Aufgabenstellung: Setzen Sie den Auszug über die Beschwerde gegen die Aberkennung des subsidiären Schutzes im Anschluss an seinen letzten Satz fort.

1.8. Gegen den im Spruch genannten Bescheid richtet sich die im Wege seiner Rechtsvertretung erhobene Beschwerde, welche bei der belangten Behörde am 13.11.2018 einlangte. Darin wurde u.a. die Mangelhaftigkeit des Ermittlungsverfahrens moniert, da der BF nicht mündlich einvernommen worden sei. Dadurch habe er keine Möglichkeit gehabt, darzutun, dass sich seine persönliche Situation im Vergleich zum Zuerkennungszeitpunkt nicht geändert habe. Es sei weder zu einer wesentlichen und nachhaltigen Verbesserung der Situation im Herkunftsstaat noch zu einer Änderung der persönlichen Verhältnisse gekommen sei, welche die Aberkennung des subsidiären Schutzes rechtfertigen würden.

Datenblock:
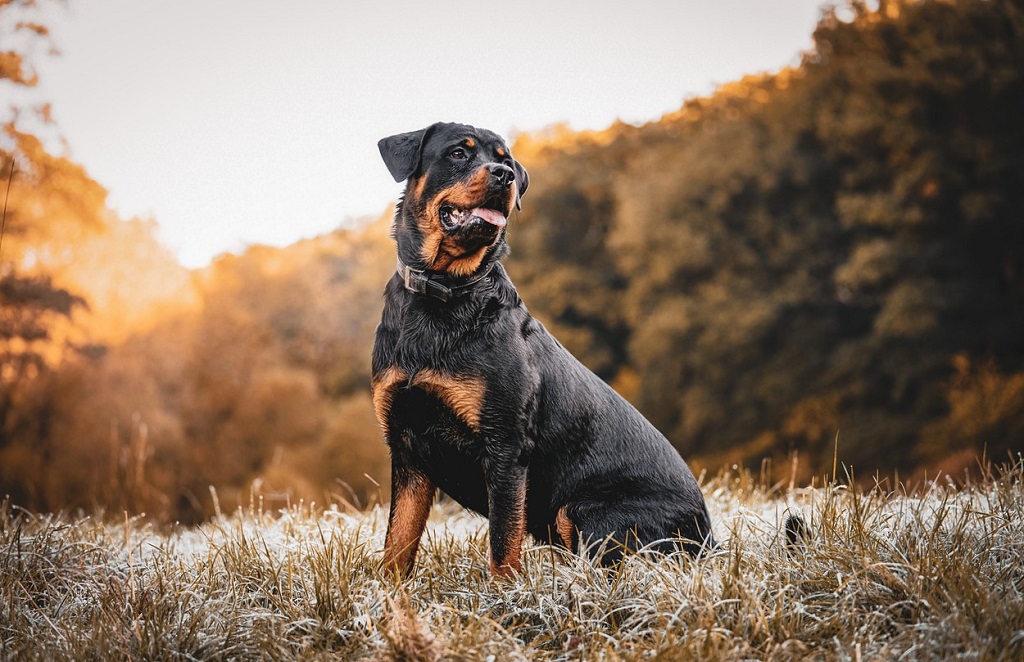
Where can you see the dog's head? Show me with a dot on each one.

Schriftliche Antwort:
II. Das Bundesverwaltungsgericht hat erwogen:
1. Feststellungen
Die zu treffenden Feststellungen entsprechen der Darstellung des Sachverhalts im Verfahrensgang, auf die verwiesen wird. Dieser Sachverhalt wird der Entscheidung als Sachverhaltsfeststellung zu Grunde gelegt.
2. Beweiswürdigung
Der Sachverhalt und der Verfahrensgang ergeben sich aus dem unbestrittenen Akteninhalt.
Rechtliche Beurteilung:
Zu Spruchpunkt A)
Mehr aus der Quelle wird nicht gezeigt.